In the blog post below, what manuals did the writer use to classify procedures in patient medical files?

READING PASSAGE:
=-=-=-=-=
Welcome to my first Talkhealth blog post. I deal with a range of health issues on a daily basis during my working life and regularly run through a variety of them on my business blog and my regular podcast but for my first piece here I wanted to go back in time to discuss my first experiences in the healthcare sector and briefly, some of my healthcare experiences since then.
My first ‘proper’ job, aged 18, was working in the Coding Department of the Leeds General Infirmary. This was in my gap year prior to going to university and rather unglamorously involved sitting in a Victorian office building in the old main campus building of the LGI (made famous recently as the hospital setting for the ITV One program, ‘Munro’ starring James Nesbitt) totting up every day the exact number of hospital bed occupants in each of the 30 or so wards within the main LGI site and then also going through recent patient medical files classifying procedures using the International Classification of Disease (ICD) manuals. Although my role was purely office based (regular visits to the local mental hospital across town to pick up archived patient files notwithstanding) it gave me some crucial and long lasting insights into the hectic and often heart breaking world of running a major city centre hospital and even in the late 1980’s the horrendous problems of waiting lists, bed blocking and funding limitations.
=-=-=-=-=
EXCERPTED DATA:

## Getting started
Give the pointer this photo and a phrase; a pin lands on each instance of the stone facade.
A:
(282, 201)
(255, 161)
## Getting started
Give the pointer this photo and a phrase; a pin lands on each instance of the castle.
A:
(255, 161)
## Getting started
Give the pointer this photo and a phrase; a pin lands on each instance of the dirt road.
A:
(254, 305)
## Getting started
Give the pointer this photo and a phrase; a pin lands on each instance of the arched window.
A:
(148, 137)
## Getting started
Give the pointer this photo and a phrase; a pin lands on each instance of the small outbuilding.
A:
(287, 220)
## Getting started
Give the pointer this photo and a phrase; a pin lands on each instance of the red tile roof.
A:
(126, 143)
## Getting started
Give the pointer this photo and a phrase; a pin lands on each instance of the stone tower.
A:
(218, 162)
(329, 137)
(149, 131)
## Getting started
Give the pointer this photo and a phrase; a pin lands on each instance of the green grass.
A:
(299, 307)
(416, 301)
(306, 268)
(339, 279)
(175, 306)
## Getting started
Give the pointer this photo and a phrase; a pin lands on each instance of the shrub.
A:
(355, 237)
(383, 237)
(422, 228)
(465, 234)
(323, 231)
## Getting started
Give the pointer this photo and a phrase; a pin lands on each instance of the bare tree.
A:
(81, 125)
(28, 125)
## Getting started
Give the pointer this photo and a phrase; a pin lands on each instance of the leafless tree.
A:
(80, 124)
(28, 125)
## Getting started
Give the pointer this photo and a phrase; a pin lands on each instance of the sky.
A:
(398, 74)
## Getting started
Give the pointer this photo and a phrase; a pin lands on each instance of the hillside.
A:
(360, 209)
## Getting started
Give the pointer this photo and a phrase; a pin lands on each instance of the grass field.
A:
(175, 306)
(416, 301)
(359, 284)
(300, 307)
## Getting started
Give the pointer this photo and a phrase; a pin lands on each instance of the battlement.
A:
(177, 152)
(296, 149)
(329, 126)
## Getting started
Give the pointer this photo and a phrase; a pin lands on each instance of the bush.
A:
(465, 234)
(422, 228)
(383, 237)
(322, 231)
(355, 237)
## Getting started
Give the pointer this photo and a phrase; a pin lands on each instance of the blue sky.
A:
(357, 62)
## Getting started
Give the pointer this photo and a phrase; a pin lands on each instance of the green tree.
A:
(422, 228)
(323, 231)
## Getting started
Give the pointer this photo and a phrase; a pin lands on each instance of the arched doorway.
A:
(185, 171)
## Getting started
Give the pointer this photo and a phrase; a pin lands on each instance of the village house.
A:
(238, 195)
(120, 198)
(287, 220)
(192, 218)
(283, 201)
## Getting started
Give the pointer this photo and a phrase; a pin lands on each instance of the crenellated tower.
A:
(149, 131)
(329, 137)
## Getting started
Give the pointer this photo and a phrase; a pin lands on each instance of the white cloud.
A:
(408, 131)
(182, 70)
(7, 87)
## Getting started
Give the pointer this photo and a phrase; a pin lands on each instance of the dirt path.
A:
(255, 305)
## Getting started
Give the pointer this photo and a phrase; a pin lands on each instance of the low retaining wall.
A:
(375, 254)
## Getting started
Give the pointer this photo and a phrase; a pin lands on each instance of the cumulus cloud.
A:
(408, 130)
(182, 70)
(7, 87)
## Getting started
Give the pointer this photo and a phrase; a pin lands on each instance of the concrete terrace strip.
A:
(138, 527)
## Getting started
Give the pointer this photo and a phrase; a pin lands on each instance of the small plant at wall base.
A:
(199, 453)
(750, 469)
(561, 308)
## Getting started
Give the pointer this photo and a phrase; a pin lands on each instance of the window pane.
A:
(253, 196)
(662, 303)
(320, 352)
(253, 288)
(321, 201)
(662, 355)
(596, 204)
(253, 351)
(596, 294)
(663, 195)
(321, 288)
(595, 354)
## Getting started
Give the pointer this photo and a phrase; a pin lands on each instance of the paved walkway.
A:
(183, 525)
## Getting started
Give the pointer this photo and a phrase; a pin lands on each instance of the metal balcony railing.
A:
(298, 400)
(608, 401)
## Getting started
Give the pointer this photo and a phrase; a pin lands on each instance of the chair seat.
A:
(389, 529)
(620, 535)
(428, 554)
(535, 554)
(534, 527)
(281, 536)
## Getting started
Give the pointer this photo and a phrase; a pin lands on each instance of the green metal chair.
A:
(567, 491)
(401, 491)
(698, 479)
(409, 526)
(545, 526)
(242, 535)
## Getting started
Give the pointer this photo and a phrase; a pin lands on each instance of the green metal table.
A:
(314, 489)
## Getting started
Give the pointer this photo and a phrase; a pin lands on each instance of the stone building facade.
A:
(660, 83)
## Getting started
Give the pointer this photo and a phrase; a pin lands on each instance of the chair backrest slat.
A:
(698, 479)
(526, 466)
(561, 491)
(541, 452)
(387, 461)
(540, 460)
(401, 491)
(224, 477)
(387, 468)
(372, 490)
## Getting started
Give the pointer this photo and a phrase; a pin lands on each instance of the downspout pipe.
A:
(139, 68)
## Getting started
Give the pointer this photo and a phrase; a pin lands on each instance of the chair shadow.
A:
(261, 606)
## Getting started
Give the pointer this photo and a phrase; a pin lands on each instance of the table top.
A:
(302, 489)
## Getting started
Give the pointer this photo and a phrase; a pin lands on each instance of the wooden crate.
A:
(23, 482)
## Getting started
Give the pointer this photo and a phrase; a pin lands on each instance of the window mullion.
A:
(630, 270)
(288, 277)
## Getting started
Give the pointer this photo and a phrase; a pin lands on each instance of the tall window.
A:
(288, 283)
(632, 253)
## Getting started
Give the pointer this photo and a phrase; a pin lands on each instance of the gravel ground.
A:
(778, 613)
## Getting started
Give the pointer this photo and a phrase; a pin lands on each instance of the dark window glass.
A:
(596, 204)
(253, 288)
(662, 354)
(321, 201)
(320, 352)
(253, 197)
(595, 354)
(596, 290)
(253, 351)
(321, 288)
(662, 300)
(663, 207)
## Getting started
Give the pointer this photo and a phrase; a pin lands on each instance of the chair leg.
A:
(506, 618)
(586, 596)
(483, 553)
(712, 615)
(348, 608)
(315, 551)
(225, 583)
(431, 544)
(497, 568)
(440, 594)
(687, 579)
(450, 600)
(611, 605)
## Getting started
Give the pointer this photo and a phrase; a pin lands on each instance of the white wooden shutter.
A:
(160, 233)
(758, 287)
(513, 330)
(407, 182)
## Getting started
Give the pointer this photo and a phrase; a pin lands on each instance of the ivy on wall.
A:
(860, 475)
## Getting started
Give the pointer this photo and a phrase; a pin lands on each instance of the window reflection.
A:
=-=-=-=-=
TASK RESPONSE:
The International Classification of Disease (ICD) manuals.